Request — Gather every line in the entries below that contains the word "wooden", and copy each of those lines in full.

Listing —
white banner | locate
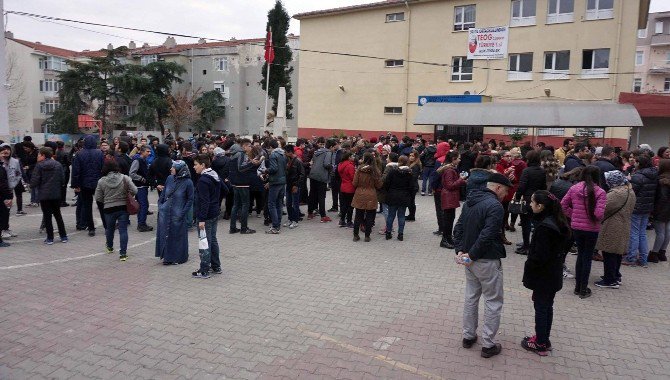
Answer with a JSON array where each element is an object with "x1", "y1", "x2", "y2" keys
[{"x1": 468, "y1": 26, "x2": 509, "y2": 59}]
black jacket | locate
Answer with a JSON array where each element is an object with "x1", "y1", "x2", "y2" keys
[
  {"x1": 383, "y1": 166, "x2": 414, "y2": 207},
  {"x1": 523, "y1": 216, "x2": 569, "y2": 293},
  {"x1": 454, "y1": 189, "x2": 507, "y2": 261},
  {"x1": 630, "y1": 167, "x2": 658, "y2": 214},
  {"x1": 515, "y1": 166, "x2": 547, "y2": 201}
]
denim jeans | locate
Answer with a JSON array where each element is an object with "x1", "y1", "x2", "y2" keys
[
  {"x1": 652, "y1": 221, "x2": 670, "y2": 253},
  {"x1": 230, "y1": 186, "x2": 249, "y2": 231},
  {"x1": 572, "y1": 230, "x2": 598, "y2": 290},
  {"x1": 286, "y1": 185, "x2": 300, "y2": 222},
  {"x1": 533, "y1": 291, "x2": 556, "y2": 344},
  {"x1": 386, "y1": 205, "x2": 407, "y2": 234},
  {"x1": 105, "y1": 210, "x2": 130, "y2": 255},
  {"x1": 421, "y1": 167, "x2": 435, "y2": 193},
  {"x1": 135, "y1": 187, "x2": 149, "y2": 227},
  {"x1": 268, "y1": 184, "x2": 286, "y2": 230},
  {"x1": 198, "y1": 218, "x2": 221, "y2": 273},
  {"x1": 626, "y1": 214, "x2": 649, "y2": 265}
]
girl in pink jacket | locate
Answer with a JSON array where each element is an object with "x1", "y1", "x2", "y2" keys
[{"x1": 561, "y1": 166, "x2": 607, "y2": 298}]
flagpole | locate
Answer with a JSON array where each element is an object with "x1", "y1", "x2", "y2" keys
[{"x1": 260, "y1": 28, "x2": 272, "y2": 137}]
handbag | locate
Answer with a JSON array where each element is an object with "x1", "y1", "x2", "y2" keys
[
  {"x1": 509, "y1": 199, "x2": 528, "y2": 215},
  {"x1": 123, "y1": 179, "x2": 140, "y2": 215}
]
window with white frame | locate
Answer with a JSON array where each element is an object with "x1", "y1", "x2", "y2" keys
[
  {"x1": 509, "y1": 0, "x2": 537, "y2": 26},
  {"x1": 454, "y1": 4, "x2": 477, "y2": 31},
  {"x1": 40, "y1": 100, "x2": 59, "y2": 115},
  {"x1": 214, "y1": 57, "x2": 228, "y2": 71},
  {"x1": 40, "y1": 79, "x2": 62, "y2": 92},
  {"x1": 542, "y1": 50, "x2": 570, "y2": 80},
  {"x1": 537, "y1": 128, "x2": 565, "y2": 136},
  {"x1": 586, "y1": 0, "x2": 614, "y2": 20},
  {"x1": 140, "y1": 54, "x2": 158, "y2": 66},
  {"x1": 654, "y1": 21, "x2": 663, "y2": 34},
  {"x1": 547, "y1": 0, "x2": 575, "y2": 24},
  {"x1": 503, "y1": 127, "x2": 528, "y2": 136},
  {"x1": 386, "y1": 12, "x2": 405, "y2": 22},
  {"x1": 384, "y1": 59, "x2": 405, "y2": 67},
  {"x1": 582, "y1": 49, "x2": 610, "y2": 78},
  {"x1": 451, "y1": 57, "x2": 472, "y2": 82},
  {"x1": 507, "y1": 53, "x2": 533, "y2": 80}
]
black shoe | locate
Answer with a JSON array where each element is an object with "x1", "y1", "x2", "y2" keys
[
  {"x1": 482, "y1": 343, "x2": 502, "y2": 359},
  {"x1": 463, "y1": 337, "x2": 477, "y2": 348},
  {"x1": 137, "y1": 224, "x2": 154, "y2": 232}
]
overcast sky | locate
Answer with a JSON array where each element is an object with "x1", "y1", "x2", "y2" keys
[{"x1": 5, "y1": 0, "x2": 670, "y2": 50}]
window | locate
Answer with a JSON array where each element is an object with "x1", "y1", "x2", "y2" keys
[
  {"x1": 547, "y1": 0, "x2": 575, "y2": 24},
  {"x1": 454, "y1": 5, "x2": 477, "y2": 31},
  {"x1": 503, "y1": 127, "x2": 528, "y2": 136},
  {"x1": 386, "y1": 12, "x2": 405, "y2": 22},
  {"x1": 586, "y1": 0, "x2": 614, "y2": 20},
  {"x1": 451, "y1": 57, "x2": 472, "y2": 82},
  {"x1": 537, "y1": 128, "x2": 565, "y2": 136},
  {"x1": 214, "y1": 57, "x2": 228, "y2": 71},
  {"x1": 542, "y1": 50, "x2": 570, "y2": 80},
  {"x1": 635, "y1": 51, "x2": 644, "y2": 66},
  {"x1": 39, "y1": 57, "x2": 68, "y2": 71},
  {"x1": 582, "y1": 49, "x2": 610, "y2": 78},
  {"x1": 40, "y1": 79, "x2": 62, "y2": 92},
  {"x1": 507, "y1": 53, "x2": 533, "y2": 80},
  {"x1": 384, "y1": 107, "x2": 402, "y2": 115},
  {"x1": 509, "y1": 0, "x2": 537, "y2": 26},
  {"x1": 140, "y1": 54, "x2": 158, "y2": 66},
  {"x1": 384, "y1": 59, "x2": 405, "y2": 67},
  {"x1": 40, "y1": 100, "x2": 58, "y2": 115},
  {"x1": 654, "y1": 21, "x2": 663, "y2": 34}
]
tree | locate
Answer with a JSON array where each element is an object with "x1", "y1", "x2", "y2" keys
[
  {"x1": 260, "y1": 0, "x2": 293, "y2": 119},
  {"x1": 124, "y1": 61, "x2": 186, "y2": 135},
  {"x1": 193, "y1": 90, "x2": 226, "y2": 132}
]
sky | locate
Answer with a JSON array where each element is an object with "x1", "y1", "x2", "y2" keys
[{"x1": 4, "y1": 0, "x2": 670, "y2": 50}]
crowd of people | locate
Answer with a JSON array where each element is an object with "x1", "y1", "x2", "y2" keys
[{"x1": 0, "y1": 132, "x2": 670, "y2": 357}]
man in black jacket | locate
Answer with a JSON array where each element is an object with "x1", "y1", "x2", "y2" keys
[{"x1": 454, "y1": 173, "x2": 512, "y2": 358}]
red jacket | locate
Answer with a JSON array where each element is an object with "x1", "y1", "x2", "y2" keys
[
  {"x1": 440, "y1": 168, "x2": 465, "y2": 210},
  {"x1": 337, "y1": 160, "x2": 356, "y2": 194}
]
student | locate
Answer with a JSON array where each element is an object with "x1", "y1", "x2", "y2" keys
[{"x1": 521, "y1": 190, "x2": 571, "y2": 356}]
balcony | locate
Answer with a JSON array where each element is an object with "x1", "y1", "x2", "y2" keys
[{"x1": 651, "y1": 34, "x2": 670, "y2": 46}]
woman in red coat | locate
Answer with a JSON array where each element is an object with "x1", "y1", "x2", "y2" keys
[
  {"x1": 337, "y1": 152, "x2": 356, "y2": 228},
  {"x1": 437, "y1": 152, "x2": 467, "y2": 249}
]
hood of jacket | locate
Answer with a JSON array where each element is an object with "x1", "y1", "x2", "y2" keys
[{"x1": 84, "y1": 135, "x2": 98, "y2": 149}]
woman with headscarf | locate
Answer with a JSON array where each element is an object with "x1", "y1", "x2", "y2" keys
[{"x1": 156, "y1": 161, "x2": 193, "y2": 265}]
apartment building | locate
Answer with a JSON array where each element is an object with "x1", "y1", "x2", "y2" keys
[
  {"x1": 632, "y1": 12, "x2": 670, "y2": 94},
  {"x1": 5, "y1": 32, "x2": 299, "y2": 136},
  {"x1": 294, "y1": 0, "x2": 649, "y2": 146}
]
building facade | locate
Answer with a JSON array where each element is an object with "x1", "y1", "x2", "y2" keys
[{"x1": 294, "y1": 0, "x2": 649, "y2": 146}]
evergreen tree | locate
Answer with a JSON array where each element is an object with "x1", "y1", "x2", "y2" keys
[{"x1": 260, "y1": 0, "x2": 293, "y2": 119}]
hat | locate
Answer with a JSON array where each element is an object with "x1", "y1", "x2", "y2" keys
[{"x1": 486, "y1": 173, "x2": 512, "y2": 187}]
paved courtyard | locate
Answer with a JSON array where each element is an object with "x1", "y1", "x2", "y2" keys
[{"x1": 0, "y1": 192, "x2": 670, "y2": 379}]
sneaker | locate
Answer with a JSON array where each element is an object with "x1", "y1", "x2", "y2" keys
[
  {"x1": 463, "y1": 337, "x2": 477, "y2": 348},
  {"x1": 482, "y1": 343, "x2": 502, "y2": 359},
  {"x1": 595, "y1": 280, "x2": 619, "y2": 289},
  {"x1": 524, "y1": 337, "x2": 549, "y2": 356},
  {"x1": 191, "y1": 271, "x2": 209, "y2": 278}
]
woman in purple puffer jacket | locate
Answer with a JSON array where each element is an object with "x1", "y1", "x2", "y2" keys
[{"x1": 561, "y1": 166, "x2": 607, "y2": 298}]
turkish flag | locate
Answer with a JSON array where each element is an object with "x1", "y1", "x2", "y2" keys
[{"x1": 265, "y1": 29, "x2": 275, "y2": 63}]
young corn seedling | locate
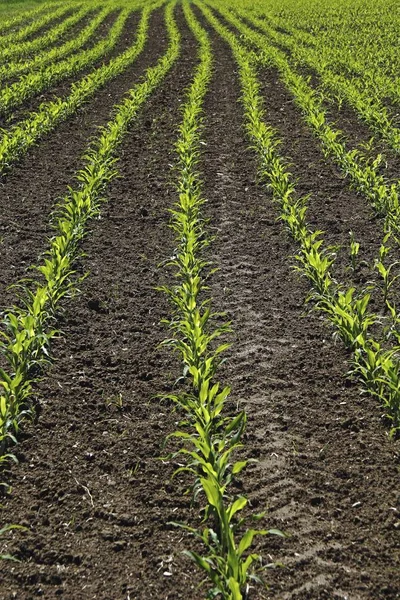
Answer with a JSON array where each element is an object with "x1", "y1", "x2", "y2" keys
[
  {"x1": 374, "y1": 232, "x2": 399, "y2": 311},
  {"x1": 158, "y1": 1, "x2": 286, "y2": 600},
  {"x1": 316, "y1": 288, "x2": 377, "y2": 350},
  {"x1": 349, "y1": 231, "x2": 360, "y2": 272}
]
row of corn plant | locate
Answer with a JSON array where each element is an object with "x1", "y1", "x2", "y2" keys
[
  {"x1": 0, "y1": 7, "x2": 131, "y2": 115},
  {"x1": 0, "y1": 2, "x2": 161, "y2": 173},
  {"x1": 162, "y1": 1, "x2": 280, "y2": 600},
  {"x1": 0, "y1": 3, "x2": 80, "y2": 63},
  {"x1": 240, "y1": 10, "x2": 400, "y2": 151},
  {"x1": 0, "y1": 3, "x2": 180, "y2": 454},
  {"x1": 199, "y1": 4, "x2": 400, "y2": 434},
  {"x1": 0, "y1": 3, "x2": 59, "y2": 39},
  {"x1": 211, "y1": 5, "x2": 400, "y2": 241},
  {"x1": 0, "y1": 4, "x2": 113, "y2": 82}
]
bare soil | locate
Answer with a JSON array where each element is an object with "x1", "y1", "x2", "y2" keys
[{"x1": 0, "y1": 8, "x2": 400, "y2": 600}]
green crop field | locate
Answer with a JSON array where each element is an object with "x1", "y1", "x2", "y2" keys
[{"x1": 0, "y1": 0, "x2": 400, "y2": 600}]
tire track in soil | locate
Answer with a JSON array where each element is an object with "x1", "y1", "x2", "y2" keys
[
  {"x1": 197, "y1": 14, "x2": 400, "y2": 600},
  {"x1": 0, "y1": 9, "x2": 206, "y2": 600},
  {"x1": 0, "y1": 10, "x2": 161, "y2": 306}
]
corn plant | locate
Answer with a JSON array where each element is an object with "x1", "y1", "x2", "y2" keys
[
  {"x1": 156, "y1": 1, "x2": 284, "y2": 600},
  {"x1": 349, "y1": 231, "x2": 360, "y2": 271},
  {"x1": 374, "y1": 232, "x2": 399, "y2": 310},
  {"x1": 200, "y1": 2, "x2": 400, "y2": 432},
  {"x1": 0, "y1": 3, "x2": 180, "y2": 454}
]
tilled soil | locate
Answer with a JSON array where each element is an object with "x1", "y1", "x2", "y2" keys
[
  {"x1": 0, "y1": 4, "x2": 400, "y2": 600},
  {"x1": 0, "y1": 10, "x2": 167, "y2": 306}
]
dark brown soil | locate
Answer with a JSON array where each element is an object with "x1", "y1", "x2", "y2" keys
[
  {"x1": 0, "y1": 11, "x2": 139, "y2": 129},
  {"x1": 0, "y1": 11, "x2": 162, "y2": 306},
  {"x1": 0, "y1": 8, "x2": 400, "y2": 600},
  {"x1": 196, "y1": 14, "x2": 400, "y2": 600}
]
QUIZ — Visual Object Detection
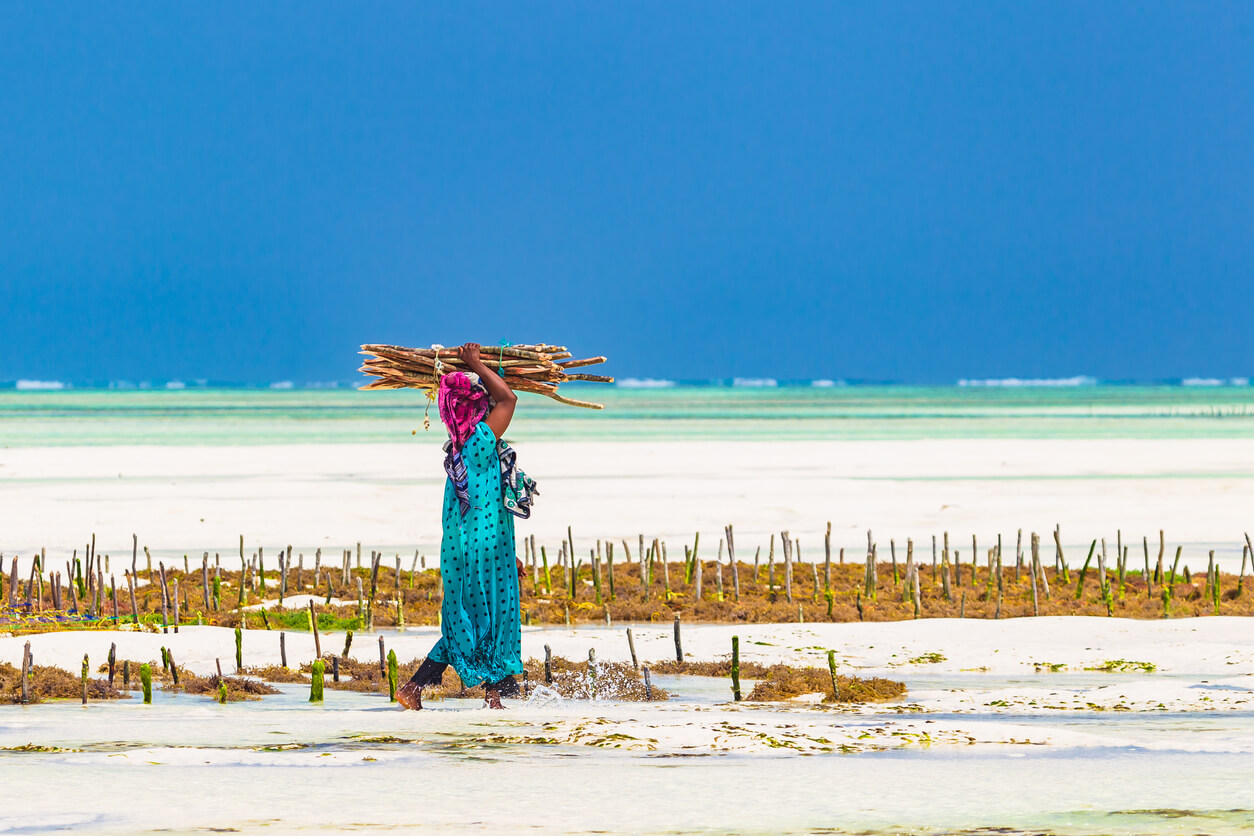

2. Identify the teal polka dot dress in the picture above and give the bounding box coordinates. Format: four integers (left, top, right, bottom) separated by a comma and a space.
428, 421, 523, 688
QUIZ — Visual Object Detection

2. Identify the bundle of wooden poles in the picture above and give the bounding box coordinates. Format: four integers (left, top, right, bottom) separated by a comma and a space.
359, 345, 614, 410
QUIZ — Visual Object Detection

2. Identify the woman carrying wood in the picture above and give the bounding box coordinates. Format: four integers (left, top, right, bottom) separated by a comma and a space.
396, 342, 534, 709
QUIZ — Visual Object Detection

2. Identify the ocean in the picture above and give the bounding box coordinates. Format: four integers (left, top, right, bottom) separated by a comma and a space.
0, 381, 1254, 447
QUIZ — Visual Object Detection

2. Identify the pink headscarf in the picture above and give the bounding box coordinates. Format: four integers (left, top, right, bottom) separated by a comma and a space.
439, 371, 489, 450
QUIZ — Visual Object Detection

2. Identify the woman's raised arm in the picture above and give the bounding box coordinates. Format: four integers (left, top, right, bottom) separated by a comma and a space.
461, 342, 518, 439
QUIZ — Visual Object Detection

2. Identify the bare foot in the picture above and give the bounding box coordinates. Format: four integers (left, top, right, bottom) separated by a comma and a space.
396, 682, 423, 711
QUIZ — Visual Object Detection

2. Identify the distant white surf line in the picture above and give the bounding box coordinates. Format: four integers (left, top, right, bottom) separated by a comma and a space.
958, 375, 1097, 387
616, 377, 678, 389
1180, 377, 1250, 386
14, 380, 65, 391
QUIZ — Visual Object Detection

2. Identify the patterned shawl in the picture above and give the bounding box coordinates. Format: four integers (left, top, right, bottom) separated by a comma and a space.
439, 371, 490, 516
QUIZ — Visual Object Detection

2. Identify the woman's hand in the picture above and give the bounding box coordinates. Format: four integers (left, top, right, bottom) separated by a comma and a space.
460, 342, 483, 371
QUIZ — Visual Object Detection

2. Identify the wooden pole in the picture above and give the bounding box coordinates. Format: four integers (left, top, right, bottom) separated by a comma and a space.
14, 641, 31, 706
627, 627, 640, 671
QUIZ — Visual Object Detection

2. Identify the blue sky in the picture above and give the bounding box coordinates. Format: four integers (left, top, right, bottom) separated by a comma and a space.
0, 0, 1254, 382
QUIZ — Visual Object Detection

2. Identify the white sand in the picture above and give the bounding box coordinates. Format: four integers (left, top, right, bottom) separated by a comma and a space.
0, 440, 1254, 570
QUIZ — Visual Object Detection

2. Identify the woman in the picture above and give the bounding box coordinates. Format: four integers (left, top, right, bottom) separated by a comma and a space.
396, 342, 523, 709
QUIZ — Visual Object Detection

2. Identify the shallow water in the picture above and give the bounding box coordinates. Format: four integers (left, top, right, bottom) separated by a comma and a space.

Right answer —
2. Identify the bundle of wooden poles in the picture above and give the bounding box coordinates. Format: four integers (left, top, right, bottom) separated by a comma and a space.
2. Identify the wooden pole in the picture above and give the bounding box coordinates. Format: four integers (left, top, right, bottom) separated by a comma and a space.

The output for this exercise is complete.